▶ _STATED PROBLEM_:
Output verbatim the lines below, beginning with the line that contains "of white fireplace" and continuing through the final line, with both ends included.

::::::

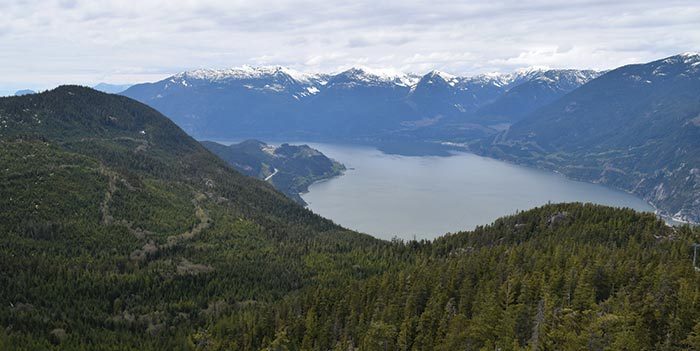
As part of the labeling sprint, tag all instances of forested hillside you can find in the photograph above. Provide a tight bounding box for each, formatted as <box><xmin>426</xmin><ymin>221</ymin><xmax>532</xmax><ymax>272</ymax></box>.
<box><xmin>198</xmin><ymin>204</ymin><xmax>700</xmax><ymax>351</ymax></box>
<box><xmin>0</xmin><ymin>86</ymin><xmax>700</xmax><ymax>350</ymax></box>
<box><xmin>484</xmin><ymin>53</ymin><xmax>700</xmax><ymax>222</ymax></box>
<box><xmin>202</xmin><ymin>140</ymin><xmax>345</xmax><ymax>205</ymax></box>
<box><xmin>0</xmin><ymin>86</ymin><xmax>389</xmax><ymax>350</ymax></box>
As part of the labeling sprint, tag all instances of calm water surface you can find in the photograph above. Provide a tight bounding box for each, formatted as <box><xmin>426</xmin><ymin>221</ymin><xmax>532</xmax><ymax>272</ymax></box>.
<box><xmin>295</xmin><ymin>143</ymin><xmax>653</xmax><ymax>239</ymax></box>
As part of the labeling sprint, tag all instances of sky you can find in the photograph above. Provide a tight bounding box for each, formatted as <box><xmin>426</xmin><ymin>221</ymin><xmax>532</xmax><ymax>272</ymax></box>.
<box><xmin>0</xmin><ymin>0</ymin><xmax>700</xmax><ymax>95</ymax></box>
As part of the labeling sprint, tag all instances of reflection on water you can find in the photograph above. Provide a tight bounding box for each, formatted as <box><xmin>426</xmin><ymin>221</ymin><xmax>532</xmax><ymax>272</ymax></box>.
<box><xmin>302</xmin><ymin>143</ymin><xmax>653</xmax><ymax>239</ymax></box>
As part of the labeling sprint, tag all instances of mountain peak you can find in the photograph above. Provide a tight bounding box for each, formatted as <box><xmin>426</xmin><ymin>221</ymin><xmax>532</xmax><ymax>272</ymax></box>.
<box><xmin>173</xmin><ymin>65</ymin><xmax>318</xmax><ymax>83</ymax></box>
<box><xmin>338</xmin><ymin>66</ymin><xmax>417</xmax><ymax>86</ymax></box>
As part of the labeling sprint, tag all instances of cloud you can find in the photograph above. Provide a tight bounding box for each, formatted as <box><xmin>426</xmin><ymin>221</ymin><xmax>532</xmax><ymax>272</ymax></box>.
<box><xmin>0</xmin><ymin>0</ymin><xmax>700</xmax><ymax>92</ymax></box>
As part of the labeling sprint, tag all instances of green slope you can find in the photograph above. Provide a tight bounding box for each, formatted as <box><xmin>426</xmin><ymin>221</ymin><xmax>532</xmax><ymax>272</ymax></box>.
<box><xmin>480</xmin><ymin>54</ymin><xmax>700</xmax><ymax>222</ymax></box>
<box><xmin>202</xmin><ymin>140</ymin><xmax>345</xmax><ymax>205</ymax></box>
<box><xmin>0</xmin><ymin>86</ymin><xmax>700</xmax><ymax>350</ymax></box>
<box><xmin>0</xmin><ymin>86</ymin><xmax>387</xmax><ymax>349</ymax></box>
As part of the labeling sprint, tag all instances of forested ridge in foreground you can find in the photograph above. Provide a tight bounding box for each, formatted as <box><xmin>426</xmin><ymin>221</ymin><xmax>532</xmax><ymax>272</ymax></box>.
<box><xmin>0</xmin><ymin>86</ymin><xmax>700</xmax><ymax>350</ymax></box>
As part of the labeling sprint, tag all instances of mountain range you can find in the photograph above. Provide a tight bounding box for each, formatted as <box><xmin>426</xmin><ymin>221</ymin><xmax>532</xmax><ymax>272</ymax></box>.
<box><xmin>122</xmin><ymin>66</ymin><xmax>599</xmax><ymax>141</ymax></box>
<box><xmin>474</xmin><ymin>53</ymin><xmax>700</xmax><ymax>222</ymax></box>
<box><xmin>0</xmin><ymin>86</ymin><xmax>700</xmax><ymax>351</ymax></box>
<box><xmin>123</xmin><ymin>53</ymin><xmax>700</xmax><ymax>222</ymax></box>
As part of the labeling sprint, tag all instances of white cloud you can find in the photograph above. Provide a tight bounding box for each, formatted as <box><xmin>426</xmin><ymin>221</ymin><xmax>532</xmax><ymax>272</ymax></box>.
<box><xmin>0</xmin><ymin>0</ymin><xmax>700</xmax><ymax>93</ymax></box>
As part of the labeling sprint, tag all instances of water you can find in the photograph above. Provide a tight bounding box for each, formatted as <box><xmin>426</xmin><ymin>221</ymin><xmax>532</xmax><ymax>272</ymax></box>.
<box><xmin>295</xmin><ymin>143</ymin><xmax>653</xmax><ymax>239</ymax></box>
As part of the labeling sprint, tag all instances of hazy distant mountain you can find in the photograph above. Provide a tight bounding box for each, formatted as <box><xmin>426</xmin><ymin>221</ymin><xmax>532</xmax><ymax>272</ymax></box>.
<box><xmin>93</xmin><ymin>83</ymin><xmax>132</xmax><ymax>94</ymax></box>
<box><xmin>202</xmin><ymin>140</ymin><xmax>345</xmax><ymax>204</ymax></box>
<box><xmin>489</xmin><ymin>53</ymin><xmax>700</xmax><ymax>221</ymax></box>
<box><xmin>15</xmin><ymin>89</ymin><xmax>36</xmax><ymax>96</ymax></box>
<box><xmin>123</xmin><ymin>66</ymin><xmax>593</xmax><ymax>140</ymax></box>
<box><xmin>476</xmin><ymin>70</ymin><xmax>601</xmax><ymax>123</ymax></box>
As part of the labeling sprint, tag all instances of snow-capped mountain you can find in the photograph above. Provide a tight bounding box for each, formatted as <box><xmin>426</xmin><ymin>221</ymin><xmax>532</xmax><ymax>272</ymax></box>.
<box><xmin>491</xmin><ymin>53</ymin><xmax>700</xmax><ymax>222</ymax></box>
<box><xmin>123</xmin><ymin>66</ymin><xmax>594</xmax><ymax>137</ymax></box>
<box><xmin>476</xmin><ymin>69</ymin><xmax>601</xmax><ymax>123</ymax></box>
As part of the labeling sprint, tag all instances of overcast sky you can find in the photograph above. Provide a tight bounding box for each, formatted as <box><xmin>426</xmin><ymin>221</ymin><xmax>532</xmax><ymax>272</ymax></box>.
<box><xmin>0</xmin><ymin>0</ymin><xmax>700</xmax><ymax>95</ymax></box>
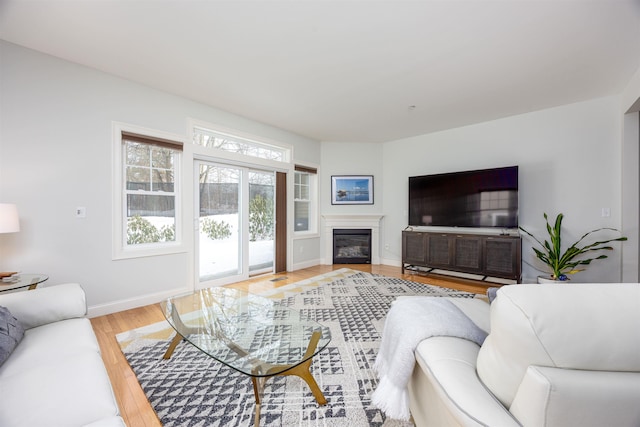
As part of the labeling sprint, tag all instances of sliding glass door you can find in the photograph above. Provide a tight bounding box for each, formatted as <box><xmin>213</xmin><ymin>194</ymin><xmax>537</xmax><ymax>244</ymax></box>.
<box><xmin>195</xmin><ymin>161</ymin><xmax>275</xmax><ymax>286</ymax></box>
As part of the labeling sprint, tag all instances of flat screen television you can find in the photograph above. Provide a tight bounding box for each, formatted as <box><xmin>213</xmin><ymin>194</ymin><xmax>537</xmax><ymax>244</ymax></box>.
<box><xmin>409</xmin><ymin>166</ymin><xmax>518</xmax><ymax>228</ymax></box>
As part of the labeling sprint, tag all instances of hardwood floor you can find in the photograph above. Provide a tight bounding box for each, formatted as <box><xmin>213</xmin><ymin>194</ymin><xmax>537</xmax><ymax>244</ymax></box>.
<box><xmin>91</xmin><ymin>264</ymin><xmax>489</xmax><ymax>427</ymax></box>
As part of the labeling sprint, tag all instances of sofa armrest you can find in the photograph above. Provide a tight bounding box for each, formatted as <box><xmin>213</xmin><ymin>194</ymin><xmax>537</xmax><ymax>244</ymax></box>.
<box><xmin>510</xmin><ymin>366</ymin><xmax>640</xmax><ymax>427</ymax></box>
<box><xmin>0</xmin><ymin>283</ymin><xmax>87</xmax><ymax>329</ymax></box>
<box><xmin>409</xmin><ymin>337</ymin><xmax>520</xmax><ymax>427</ymax></box>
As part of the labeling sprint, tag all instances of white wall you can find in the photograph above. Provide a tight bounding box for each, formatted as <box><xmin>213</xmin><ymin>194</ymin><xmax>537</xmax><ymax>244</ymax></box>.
<box><xmin>0</xmin><ymin>41</ymin><xmax>320</xmax><ymax>313</ymax></box>
<box><xmin>380</xmin><ymin>97</ymin><xmax>622</xmax><ymax>282</ymax></box>
<box><xmin>621</xmin><ymin>63</ymin><xmax>640</xmax><ymax>282</ymax></box>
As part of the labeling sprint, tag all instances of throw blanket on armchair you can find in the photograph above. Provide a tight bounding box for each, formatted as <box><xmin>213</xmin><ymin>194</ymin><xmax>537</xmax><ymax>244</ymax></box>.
<box><xmin>371</xmin><ymin>297</ymin><xmax>487</xmax><ymax>420</ymax></box>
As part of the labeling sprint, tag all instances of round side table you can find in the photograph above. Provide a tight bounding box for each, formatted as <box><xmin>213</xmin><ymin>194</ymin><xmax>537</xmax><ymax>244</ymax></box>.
<box><xmin>0</xmin><ymin>274</ymin><xmax>49</xmax><ymax>292</ymax></box>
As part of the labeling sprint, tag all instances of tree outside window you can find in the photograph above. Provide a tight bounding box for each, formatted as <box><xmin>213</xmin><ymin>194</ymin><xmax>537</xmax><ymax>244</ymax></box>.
<box><xmin>122</xmin><ymin>134</ymin><xmax>180</xmax><ymax>245</ymax></box>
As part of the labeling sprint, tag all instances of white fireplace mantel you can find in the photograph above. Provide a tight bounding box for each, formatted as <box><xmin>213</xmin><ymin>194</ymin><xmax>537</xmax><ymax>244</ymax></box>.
<box><xmin>322</xmin><ymin>214</ymin><xmax>384</xmax><ymax>264</ymax></box>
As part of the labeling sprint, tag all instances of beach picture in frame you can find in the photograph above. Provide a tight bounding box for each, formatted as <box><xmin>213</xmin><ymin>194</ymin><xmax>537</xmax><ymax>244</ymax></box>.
<box><xmin>331</xmin><ymin>175</ymin><xmax>373</xmax><ymax>205</ymax></box>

::::::

▶ _RESULT OF THIS TASK_:
As part of the labeling sprint, tag all instances of white fireplace mantel you can find in the photograph above. Provide a tight bounding box for each, formatted as <box><xmin>213</xmin><ymin>194</ymin><xmax>537</xmax><ymax>244</ymax></box>.
<box><xmin>322</xmin><ymin>214</ymin><xmax>384</xmax><ymax>264</ymax></box>
As part of the labeling sprint, tag all instances of beach picture in frame you can find in the photograph above. Provide a tight bounding box for each, formatted as <box><xmin>213</xmin><ymin>194</ymin><xmax>537</xmax><ymax>244</ymax></box>.
<box><xmin>331</xmin><ymin>175</ymin><xmax>373</xmax><ymax>205</ymax></box>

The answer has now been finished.